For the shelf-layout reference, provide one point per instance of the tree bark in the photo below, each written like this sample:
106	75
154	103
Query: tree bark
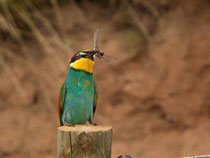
84	141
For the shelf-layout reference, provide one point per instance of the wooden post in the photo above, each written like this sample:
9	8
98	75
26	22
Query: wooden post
84	141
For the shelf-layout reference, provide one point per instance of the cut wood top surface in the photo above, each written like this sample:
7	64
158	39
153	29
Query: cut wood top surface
85	128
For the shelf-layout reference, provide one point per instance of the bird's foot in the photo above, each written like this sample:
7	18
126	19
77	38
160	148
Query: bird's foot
94	124
69	124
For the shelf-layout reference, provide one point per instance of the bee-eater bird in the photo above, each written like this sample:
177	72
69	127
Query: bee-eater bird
78	94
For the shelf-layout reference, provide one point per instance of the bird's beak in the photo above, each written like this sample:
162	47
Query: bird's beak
91	56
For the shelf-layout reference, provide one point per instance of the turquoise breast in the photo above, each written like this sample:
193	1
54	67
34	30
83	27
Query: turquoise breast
79	97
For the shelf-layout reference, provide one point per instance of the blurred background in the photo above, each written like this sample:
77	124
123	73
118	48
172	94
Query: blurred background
• • • •
» The task: Go through the listing above and retype it exactly, skipping every picture.

» Task answer:
For the shelf-layout reference, provide one point per instance of the tree bark in the photo below, each written like this sample:
106	75
154	103
Query: tree bark
84	141
For the shelf-layout reference, provide one point per instance of the wooden post in the photo above, each written like this sample:
9	8
98	75
26	22
Query: wooden post
84	141
For the shelf-layout reference, provide one point per instance of the cut wood top surface in the photo above, each written like this sample:
7	64
158	39
153	29
Query: cut wood top surface
85	128
For the shelf-layout reference, provide one point per instance of the bird's foot in the photo above, each written like this sample:
7	18
126	19
77	38
160	148
Query: bird's foot
94	124
69	124
For the shelf-layout reference, provide one point per instance of the bee-eater bird in the photo above, each written like this sample:
177	72
69	127
Query: bee-eater bird
78	94
For the shelf-layout reference, provide one point per instance of the bird's beak in the photo above, each written like this sample:
162	47
Query: bird's beak
91	56
For the shelf-layout reference, provide one point per instance of the turquoise breast in the photo above, each written like this sample:
193	1
54	67
34	30
83	27
Query: turquoise breast
79	97
For the shelf-layout reference, provide one point per instance of the blurred background in the photo above, each written like this sample:
77	124
123	73
118	48
172	94
Query: blurred background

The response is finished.